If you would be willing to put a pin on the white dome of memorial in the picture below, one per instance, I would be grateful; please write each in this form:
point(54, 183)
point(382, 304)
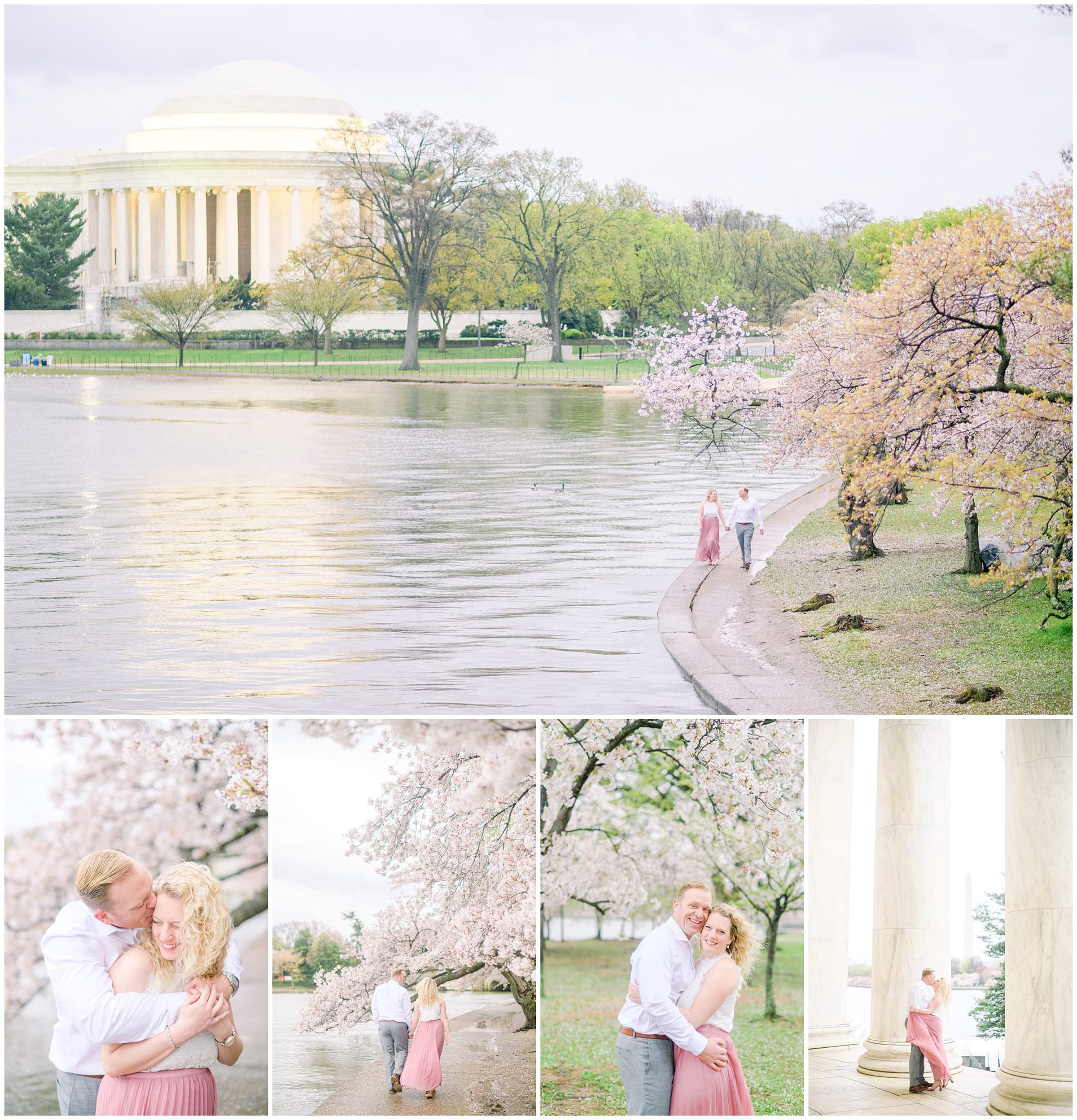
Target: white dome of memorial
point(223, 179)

·····

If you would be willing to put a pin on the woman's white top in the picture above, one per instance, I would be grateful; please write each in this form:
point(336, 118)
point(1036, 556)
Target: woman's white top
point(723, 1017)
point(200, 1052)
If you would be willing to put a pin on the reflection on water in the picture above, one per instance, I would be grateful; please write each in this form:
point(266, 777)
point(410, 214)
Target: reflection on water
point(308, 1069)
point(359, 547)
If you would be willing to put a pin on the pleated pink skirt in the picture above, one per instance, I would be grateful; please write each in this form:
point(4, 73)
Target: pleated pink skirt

·····

**EXERCISE DIRECTIONS**
The answer is the lines above between the line holding "on the woman's" and the line holding "Target: pleated pink skirt", inclusive, each written out exactly, and no others.

**RESULT OF THIS EXERCISE**
If you would be willing to put a pin on the woman's white top in the picture above, one per instance, I would be grateful; please write each in this form:
point(336, 118)
point(1036, 556)
Target: woman's white top
point(723, 1017)
point(200, 1052)
If you would be willing to put a pin on the reflection on water in the picture above, one per instance, I would be grateful; please write each in this form:
point(266, 777)
point(410, 214)
Target: reflection on water
point(308, 1069)
point(359, 547)
If you would be willing to put a pin on the pleated pink skirt in the picture above, one per instance, I would be grateful; please write each in this form:
point(4, 73)
Target: pleated pink skirt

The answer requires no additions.